Written request -> Type out the records that follow, exactly as given.

Dataset ->
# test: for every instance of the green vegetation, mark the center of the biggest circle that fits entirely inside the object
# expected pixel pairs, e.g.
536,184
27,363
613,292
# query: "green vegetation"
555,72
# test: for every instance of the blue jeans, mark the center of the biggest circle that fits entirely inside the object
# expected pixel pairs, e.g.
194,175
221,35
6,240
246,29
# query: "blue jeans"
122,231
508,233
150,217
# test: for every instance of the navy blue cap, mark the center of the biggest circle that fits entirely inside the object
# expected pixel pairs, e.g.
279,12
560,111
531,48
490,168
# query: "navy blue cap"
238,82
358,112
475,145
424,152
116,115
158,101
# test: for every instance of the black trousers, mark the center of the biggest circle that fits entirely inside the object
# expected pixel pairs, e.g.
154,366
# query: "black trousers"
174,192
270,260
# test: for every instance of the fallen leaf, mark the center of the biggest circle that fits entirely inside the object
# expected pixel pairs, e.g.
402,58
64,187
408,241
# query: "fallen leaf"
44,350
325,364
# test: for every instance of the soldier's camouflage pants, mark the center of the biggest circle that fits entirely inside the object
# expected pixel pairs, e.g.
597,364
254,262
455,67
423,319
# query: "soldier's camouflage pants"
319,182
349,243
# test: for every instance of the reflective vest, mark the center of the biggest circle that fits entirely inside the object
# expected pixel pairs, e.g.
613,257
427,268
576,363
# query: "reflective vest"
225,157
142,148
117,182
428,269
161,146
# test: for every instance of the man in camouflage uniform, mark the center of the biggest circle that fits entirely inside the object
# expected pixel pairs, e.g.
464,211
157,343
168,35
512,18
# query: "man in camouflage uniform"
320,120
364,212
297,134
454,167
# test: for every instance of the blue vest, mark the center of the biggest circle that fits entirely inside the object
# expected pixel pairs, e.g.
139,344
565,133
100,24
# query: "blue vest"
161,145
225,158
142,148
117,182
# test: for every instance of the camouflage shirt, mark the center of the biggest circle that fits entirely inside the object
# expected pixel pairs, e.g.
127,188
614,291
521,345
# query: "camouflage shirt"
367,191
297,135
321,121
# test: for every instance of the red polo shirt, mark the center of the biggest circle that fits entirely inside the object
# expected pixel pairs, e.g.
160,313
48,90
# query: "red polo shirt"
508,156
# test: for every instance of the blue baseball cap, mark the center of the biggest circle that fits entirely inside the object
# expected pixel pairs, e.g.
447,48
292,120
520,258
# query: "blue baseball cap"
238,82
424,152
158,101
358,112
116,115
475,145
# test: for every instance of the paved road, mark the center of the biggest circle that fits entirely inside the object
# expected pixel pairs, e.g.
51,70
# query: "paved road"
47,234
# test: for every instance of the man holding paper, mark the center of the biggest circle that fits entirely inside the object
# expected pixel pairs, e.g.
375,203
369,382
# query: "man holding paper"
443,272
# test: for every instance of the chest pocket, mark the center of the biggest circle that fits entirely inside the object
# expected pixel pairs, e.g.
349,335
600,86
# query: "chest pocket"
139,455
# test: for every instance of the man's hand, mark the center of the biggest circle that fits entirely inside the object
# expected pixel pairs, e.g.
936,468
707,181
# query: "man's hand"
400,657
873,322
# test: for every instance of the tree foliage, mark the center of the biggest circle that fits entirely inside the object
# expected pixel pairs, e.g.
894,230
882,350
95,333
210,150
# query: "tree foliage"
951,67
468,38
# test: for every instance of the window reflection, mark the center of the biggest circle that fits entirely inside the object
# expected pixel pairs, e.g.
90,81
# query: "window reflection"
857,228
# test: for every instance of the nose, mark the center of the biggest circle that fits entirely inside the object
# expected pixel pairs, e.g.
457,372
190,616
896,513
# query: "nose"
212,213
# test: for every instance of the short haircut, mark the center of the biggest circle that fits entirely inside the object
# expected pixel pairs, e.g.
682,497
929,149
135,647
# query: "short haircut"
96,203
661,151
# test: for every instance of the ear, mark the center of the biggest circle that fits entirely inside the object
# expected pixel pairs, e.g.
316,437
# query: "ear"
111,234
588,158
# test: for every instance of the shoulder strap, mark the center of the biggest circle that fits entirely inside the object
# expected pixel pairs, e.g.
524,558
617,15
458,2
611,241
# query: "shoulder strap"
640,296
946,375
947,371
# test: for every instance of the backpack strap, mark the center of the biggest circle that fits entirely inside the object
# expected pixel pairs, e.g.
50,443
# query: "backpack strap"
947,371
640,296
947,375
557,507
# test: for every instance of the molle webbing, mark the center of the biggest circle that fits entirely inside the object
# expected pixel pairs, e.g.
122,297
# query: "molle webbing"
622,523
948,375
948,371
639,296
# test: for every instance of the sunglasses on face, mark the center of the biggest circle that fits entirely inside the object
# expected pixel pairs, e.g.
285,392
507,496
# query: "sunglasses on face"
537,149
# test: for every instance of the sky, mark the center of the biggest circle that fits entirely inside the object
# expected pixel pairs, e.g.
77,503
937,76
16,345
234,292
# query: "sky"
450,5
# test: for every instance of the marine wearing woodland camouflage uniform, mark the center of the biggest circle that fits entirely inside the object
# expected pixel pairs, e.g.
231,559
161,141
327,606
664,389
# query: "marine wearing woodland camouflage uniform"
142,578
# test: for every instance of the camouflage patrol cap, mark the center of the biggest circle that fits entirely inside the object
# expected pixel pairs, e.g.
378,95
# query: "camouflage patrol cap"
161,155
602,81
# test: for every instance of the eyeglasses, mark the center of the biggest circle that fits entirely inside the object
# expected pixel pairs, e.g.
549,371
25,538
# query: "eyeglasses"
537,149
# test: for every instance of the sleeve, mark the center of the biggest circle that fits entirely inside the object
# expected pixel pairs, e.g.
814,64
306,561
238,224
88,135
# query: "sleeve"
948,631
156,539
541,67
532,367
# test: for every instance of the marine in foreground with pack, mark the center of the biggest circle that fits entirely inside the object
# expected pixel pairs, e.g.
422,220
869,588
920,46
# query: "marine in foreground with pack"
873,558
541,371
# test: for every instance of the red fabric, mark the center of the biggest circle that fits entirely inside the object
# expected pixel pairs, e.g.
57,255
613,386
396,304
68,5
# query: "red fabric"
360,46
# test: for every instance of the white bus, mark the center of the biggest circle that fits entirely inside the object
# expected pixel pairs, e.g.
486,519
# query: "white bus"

The response ->
# test: for every instance of the green vegetation, mark the center of the biggest circle that fits entirely inside the object
# expected pixel pairs, e.g.
536,184
27,363
613,292
# query: "green vegetation"
555,72
# test: for every instance of the blue jeans, mark the center of the biggest circle that fits entirely inside the object
# expected pixel pairs, e.g.
194,175
221,35
6,240
246,29
# query: "blue jeans"
122,231
508,233
150,217
# test: for every instance of the navy blue cap, mark the center of the biggest circle that fits entirely inside the object
# expected pixel pairs, e.g.
279,12
560,111
531,48
490,168
# query: "navy blue cap"
238,82
358,112
475,145
424,152
116,115
158,101
# test: for every instance of the black trousers, mark the center of the biggest circle that fits entirely inside the object
# expected pixel pairs, e.g.
154,366
# query: "black trousers"
174,192
270,260
# test: for every instance of the fallen leaf, mark the center of the biggest circle that fits entirely inside the object
# expected pixel pairs, e.g.
402,58
64,187
408,241
# query: "fallen leaf"
44,350
325,364
# test: for every instance of the soldier's camouflage pants, mark the center of the biggest circle that fits entirely inside the object
# expected pixel pairs, e.g.
597,364
254,262
455,67
423,319
# query: "soldier's camouflage pants"
319,182
349,243
# test: for every instance of the reflective vest, mark the center of the biggest circle that fits entirely inside the object
# expected pixel pairs, e.g.
613,257
427,268
576,363
# query: "reflective vest"
225,157
142,148
117,182
428,269
161,146
# test: for every instance of the man in camouflage uniform, mark the center of the biggest circle that fits entirely inside the object
# expected pixel pairs, e.g.
464,211
157,343
168,35
512,18
# query: "man in camouflage uniform"
320,120
364,212
297,134
454,167
# test: for every instance of the blue vest, mark the center of the biggest circle that fits entirely inside the object
# expected pixel pairs, e.g.
139,344
565,133
100,24
# query: "blue vest"
161,145
225,158
142,148
117,182
# test: for every instance of the camouflage shirt, mark the center of the biggest circle that fits entirely inside the object
# expected pixel pairs, e.g.
127,188
614,291
521,345
# query: "camouflage shirt"
367,191
297,135
321,121
# test: for every instance of the red polo shirt, mark the center of the biggest circle that fits entirely inside the object
# expected pixel pairs, e.g.
160,313
48,90
# query: "red polo shirt"
508,156
# test: for every instance of the blue baseball cap, mark the center of the biggest circle that fits entirely inside the object
# expected pixel pairs, e.g.
447,48
292,120
520,258
# query: "blue baseball cap"
238,82
424,152
158,101
358,112
116,115
475,145
# test: for every instance of the paved road, mark the center of the biggest circle that fits entirely inside the object
# expected pixel pairs, e.g.
51,70
# query: "paved road"
47,234
# test: for every instance of the man holding paper, mark the center of the biggest circle that fits entirely inside the object
# expected pixel pairs, e.g.
375,203
369,382
# query: "man holding paper"
443,272
# test: for every instance of the chest pocket, mark the center of the biggest circle that fits entirely inside the object
# expected pixel pairs, e.g.
349,335
600,86
# query: "chest pocket"
139,455
# test: for every instance of the man's hand, mark the center of the biggest circle that fits entirely inside the object
# expected pixel pairs, e.g.
936,468
707,181
# query: "man's hand"
400,657
873,322
# test: for every instance of the tree foliage, mark the center of the biggest circle that fits entirely inside the object
# expected pixel pairs, e.g.
894,230
882,350
95,333
210,150
# query: "tree foliage"
951,67
468,38
# test: for every instance of the window reflection, mark the center of the biggest circle that fits entirely inside the object
# expected pixel pairs, e.g.
90,81
# query: "window reflection"
857,228
# test: for every instance of the nose, mark the center of the biggest circle that fits entirely inside the object
# expected pixel pairs, e.g.
457,372
190,616
896,513
# query: "nose"
212,213
# test: for every instance of the short haircut, mark the center of the biggest circle that fits entirely inside the object
# expected pixel pairs, e.g.
682,497
929,149
135,647
# query: "short haircut"
96,203
661,151
# test: for every instance of the ear, mark the center of the biggest circle that fits entirely inside the object
# expected pixel pairs, e.g.
316,437
# query: "ear"
111,234
588,158
# test: for every instance of the shoulder strap, mark the center of the biggest circle that fits entirely inside the object
# expected pixel pairs, e.g.
524,558
617,15
458,2
611,241
# query: "shoulder strap"
640,296
946,375
947,371
# test: for every instance of the backpack strap, mark the center of the biggest circle that fits entirely inside the object
# expected pixel pairs, e.g.
50,443
# query: "backpack strap"
947,371
640,296
947,375
557,507
# test: for every instance of the molle webbing, mark the center of the biggest circle that fits entirely inside the object
# expected pixel pairs, e.g.
122,297
# query: "molle webbing"
622,523
948,375
948,371
639,296
# test: for every instance of the sunglasses on face, mark the center of the biggest circle that fits entirely inside the object
# expected pixel pairs, e.g.
285,392
507,496
# query: "sunglasses on face"
537,149
# test: for every instance of the sky, mark the center of the biggest circle that fits entirely inside the object
# expected pixel pairs, e.g.
77,503
937,76
16,345
234,292
# query: "sky"
450,5
# test: for every instance of the marine wearing woodland camouflage uniform, mark the center of the biggest circle that fits entirely inside the object
# expected pixel pairs, e.g.
231,559
161,141
327,606
664,389
# query: "marine wearing woodland camouflage uniform"
142,578
# test: for every instance of the camouflage patrol cap, mark the center of the biggest circle that fits entirely inside the object
# expected pixel pairs, e.g.
378,95
# query: "camouflage patrol cap"
161,155
602,81
# test: for every instance of the eyeglasses, mark the center of the biggest circle that fits entirely inside the object
# expected pixel pairs, e.g.
549,371
25,538
# query: "eyeglasses"
537,149
# test: for every instance of the sleeve, mark the center of the biggest circle that fits entirely inside the object
# expected pixel pairs, e.g.
814,64
306,561
238,224
88,135
# query: "sleeve"
948,631
156,539
541,67
532,367
# test: for every instance of the marine in foreground with pack, mark the center of the biggest circle that fits entirely inside the object
# expected pixel pairs, e.g.
422,220
869,588
920,46
# query: "marine in foreground with pack"
873,558
541,371
# test: for every instance of the red fabric, mark the center of the biggest circle that fits entirely inside the object
# expected pixel pairs, e.g.
57,255
613,386
396,304
68,5
# query: "red fabric"
360,46
# test: for every instance of the white bus, mark the center of the biggest circle that fits entirely inside the object
# expected pixel pairs, e.g.
486,519
# query: "white bus"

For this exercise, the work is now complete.